— begin Supplied data —

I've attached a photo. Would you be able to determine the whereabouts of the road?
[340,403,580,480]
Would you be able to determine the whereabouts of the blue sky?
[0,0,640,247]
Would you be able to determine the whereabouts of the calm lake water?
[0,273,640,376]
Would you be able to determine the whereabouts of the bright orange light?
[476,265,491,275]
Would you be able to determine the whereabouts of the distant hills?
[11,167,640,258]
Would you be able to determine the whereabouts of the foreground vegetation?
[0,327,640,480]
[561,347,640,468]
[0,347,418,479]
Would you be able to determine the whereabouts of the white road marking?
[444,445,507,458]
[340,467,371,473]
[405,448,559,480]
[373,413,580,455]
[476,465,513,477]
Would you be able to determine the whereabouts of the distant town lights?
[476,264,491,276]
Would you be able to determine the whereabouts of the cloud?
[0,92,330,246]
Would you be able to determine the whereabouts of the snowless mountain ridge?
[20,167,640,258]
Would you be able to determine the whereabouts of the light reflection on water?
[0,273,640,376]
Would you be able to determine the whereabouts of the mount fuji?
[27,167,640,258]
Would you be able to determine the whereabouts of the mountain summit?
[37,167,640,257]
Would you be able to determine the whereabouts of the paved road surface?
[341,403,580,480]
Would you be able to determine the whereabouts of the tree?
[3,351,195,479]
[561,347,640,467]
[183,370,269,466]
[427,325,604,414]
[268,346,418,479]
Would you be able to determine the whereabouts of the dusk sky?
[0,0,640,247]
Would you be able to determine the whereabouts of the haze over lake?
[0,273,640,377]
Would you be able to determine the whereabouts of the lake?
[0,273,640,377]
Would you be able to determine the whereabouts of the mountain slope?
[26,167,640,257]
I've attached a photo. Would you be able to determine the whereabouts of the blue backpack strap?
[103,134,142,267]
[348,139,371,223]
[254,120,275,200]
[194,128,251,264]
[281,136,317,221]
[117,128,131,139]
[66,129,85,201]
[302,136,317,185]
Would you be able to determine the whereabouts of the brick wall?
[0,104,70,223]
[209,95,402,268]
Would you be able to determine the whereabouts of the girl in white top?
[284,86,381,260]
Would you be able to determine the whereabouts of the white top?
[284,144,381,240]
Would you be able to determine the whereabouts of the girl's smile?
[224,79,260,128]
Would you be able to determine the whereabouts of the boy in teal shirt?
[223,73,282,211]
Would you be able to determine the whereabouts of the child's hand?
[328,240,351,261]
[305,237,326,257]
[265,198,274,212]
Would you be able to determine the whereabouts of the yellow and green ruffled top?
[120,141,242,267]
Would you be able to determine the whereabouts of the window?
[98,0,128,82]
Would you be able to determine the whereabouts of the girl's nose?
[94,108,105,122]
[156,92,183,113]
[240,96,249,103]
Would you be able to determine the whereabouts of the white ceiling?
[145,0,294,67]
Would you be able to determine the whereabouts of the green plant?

— end Supplied data —

Copy all of the records above line by line, changing nothing.

I've attached a photo. Would you be able to determine the whereabouts of the road?
[340,403,580,480]
Would you be able to determine the whereabouts of the blue sky?
[0,0,640,247]
Would you be able to determine the whereabouts of the calm lake water?
[0,273,640,376]
Would you be able to determine the whereabouts of the bright orange light?
[476,265,491,275]
Would you be able to determine the whereabouts of the distant hills?
[11,167,640,258]
Would you be able to determine the whereabouts of the foreground vegetation?
[0,327,640,480]
[561,347,640,468]
[0,347,418,479]
Would you be able to determine the whereabouts of the white road marking?
[444,445,507,458]
[340,467,371,473]
[405,448,559,480]
[373,413,580,455]
[476,465,513,477]
Would you be able to determine the whereabouts of the distant town lights?
[476,264,491,276]
Would you be able to determine the whereabouts of the cloud?
[0,92,330,246]
Would you be able to determine the whereabouts of the snowless mountain ridge?
[20,167,640,258]
Would you be able to determine the whereabouts of the light reflection on water?
[0,273,640,376]
Would you be able to determine the whereabouts of the mount fuji?
[27,167,640,258]
Would you be able to determine the whereabouts of the mountain summit?
[37,167,640,257]
Would you be able to determine the whereabouts of the paved road surface?
[341,403,580,480]
Would you be able to determine the whereabouts of the tree?
[3,351,195,479]
[561,347,640,467]
[183,370,269,466]
[427,325,604,414]
[268,346,418,479]
Would you be able to determine the whereabouts of the dusk sky?
[0,0,640,247]
Would you be able to determine the whereabouts of the haze over lake?
[0,273,640,377]
Would you be able to determine the whereabouts of the lake?
[0,273,640,377]
Would you be able to determine the whereabouts of the mountain slope?
[26,167,640,257]
I've attached a photo. Would you be able to determine the whereabouts of the blue backpack strap?
[103,134,142,267]
[348,139,371,223]
[254,120,275,200]
[194,128,251,264]
[281,136,317,221]
[117,128,131,139]
[66,129,85,201]
[302,136,317,185]
Would you be able to determine the whereabouts of the brick wall?
[0,104,70,223]
[209,95,402,268]
Would you be able to determine the whereabouts of the girl in white top?
[284,86,381,260]
Would you be able to determine the whereabouts of the white top?
[284,144,381,240]
Would you be able to determine the whereabouts of the girl's smile?
[224,79,260,128]
Would you be able to determine the whereabouts of the boy in teal shirt?
[223,73,282,211]
Would you be able to determine the whereabouts of the child's hand?
[328,240,351,261]
[305,237,326,257]
[265,198,274,212]
Would you be able to determine the whereabouts of the yellow and green ruffled top?
[120,141,242,267]
Would you be able to determine the whereabouts of the window?
[98,0,128,82]
Would you be able to determine the whereabouts of the girl's nose?
[94,108,105,122]
[156,92,183,113]
[240,96,249,103]
Would you be able to determine the whereabouts of the white ceiling?
[145,0,294,67]
Would you be able to determine the whereabouts of the green plant?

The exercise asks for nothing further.